## Task instructions
Would you please return the lines of the entries below starting at the line that has "Target: wooden post" and ending at the line that has "Target: finger", both included, exactly as they are?

## Data records
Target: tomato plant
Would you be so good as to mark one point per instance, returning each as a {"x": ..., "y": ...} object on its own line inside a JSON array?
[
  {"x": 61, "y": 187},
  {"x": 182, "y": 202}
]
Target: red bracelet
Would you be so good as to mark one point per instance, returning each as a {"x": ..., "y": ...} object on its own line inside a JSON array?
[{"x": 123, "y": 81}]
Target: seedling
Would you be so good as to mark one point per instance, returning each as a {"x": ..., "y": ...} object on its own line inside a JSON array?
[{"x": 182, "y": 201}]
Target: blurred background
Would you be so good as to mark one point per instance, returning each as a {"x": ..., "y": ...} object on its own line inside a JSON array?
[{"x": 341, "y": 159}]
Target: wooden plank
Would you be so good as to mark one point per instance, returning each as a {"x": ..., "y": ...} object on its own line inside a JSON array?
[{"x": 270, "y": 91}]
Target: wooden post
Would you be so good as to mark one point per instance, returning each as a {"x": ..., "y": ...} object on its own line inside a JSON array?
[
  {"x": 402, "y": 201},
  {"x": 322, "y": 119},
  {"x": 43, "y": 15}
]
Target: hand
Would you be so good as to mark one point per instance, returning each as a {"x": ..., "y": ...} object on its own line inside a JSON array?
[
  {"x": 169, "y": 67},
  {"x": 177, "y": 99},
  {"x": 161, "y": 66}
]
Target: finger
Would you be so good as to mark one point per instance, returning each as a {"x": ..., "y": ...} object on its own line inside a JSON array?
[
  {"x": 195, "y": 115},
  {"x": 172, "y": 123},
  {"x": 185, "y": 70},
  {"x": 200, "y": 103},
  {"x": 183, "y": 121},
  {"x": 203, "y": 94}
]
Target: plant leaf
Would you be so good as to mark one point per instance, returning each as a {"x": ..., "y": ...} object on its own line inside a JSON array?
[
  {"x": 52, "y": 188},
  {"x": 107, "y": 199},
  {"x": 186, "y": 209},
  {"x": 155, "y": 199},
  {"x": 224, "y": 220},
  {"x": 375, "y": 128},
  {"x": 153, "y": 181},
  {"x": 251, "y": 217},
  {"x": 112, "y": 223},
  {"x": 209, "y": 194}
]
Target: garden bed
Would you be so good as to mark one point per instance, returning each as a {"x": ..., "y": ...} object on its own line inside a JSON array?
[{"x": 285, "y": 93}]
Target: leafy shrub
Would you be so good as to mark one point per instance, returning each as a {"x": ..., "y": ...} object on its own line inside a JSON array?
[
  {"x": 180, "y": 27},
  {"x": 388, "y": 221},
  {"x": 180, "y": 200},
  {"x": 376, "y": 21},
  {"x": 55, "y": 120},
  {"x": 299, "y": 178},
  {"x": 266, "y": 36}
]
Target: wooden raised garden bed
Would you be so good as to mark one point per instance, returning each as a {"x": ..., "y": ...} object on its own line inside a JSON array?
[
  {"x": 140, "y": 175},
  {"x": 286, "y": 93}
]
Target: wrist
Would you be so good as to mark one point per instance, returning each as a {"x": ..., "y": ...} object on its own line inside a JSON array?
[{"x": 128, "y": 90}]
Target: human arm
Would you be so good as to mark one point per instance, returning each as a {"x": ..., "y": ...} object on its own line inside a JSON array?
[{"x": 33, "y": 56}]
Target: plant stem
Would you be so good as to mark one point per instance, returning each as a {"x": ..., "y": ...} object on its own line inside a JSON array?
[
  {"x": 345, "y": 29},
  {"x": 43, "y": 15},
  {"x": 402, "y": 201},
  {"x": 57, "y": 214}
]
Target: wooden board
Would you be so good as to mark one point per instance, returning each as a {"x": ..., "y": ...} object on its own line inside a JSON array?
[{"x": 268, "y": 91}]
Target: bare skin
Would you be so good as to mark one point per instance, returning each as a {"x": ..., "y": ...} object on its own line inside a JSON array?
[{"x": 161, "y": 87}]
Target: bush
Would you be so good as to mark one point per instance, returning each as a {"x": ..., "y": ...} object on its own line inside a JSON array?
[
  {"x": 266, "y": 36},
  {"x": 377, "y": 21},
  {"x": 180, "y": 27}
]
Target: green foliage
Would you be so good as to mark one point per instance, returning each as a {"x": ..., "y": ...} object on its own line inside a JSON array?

## Written reply
Target: wooden post
Would you be so good as to mark one point per instance, returning each as a {"x": ..., "y": ...} object on its own line inside a JSON array?
[
  {"x": 402, "y": 201},
  {"x": 322, "y": 119},
  {"x": 43, "y": 15}
]
Target: hand
Would you be so good as to mark one point per instance, returning each as a {"x": ..., "y": ...} object on its own line inside a JSON array?
[
  {"x": 169, "y": 67},
  {"x": 177, "y": 99},
  {"x": 161, "y": 66}
]
Target: finger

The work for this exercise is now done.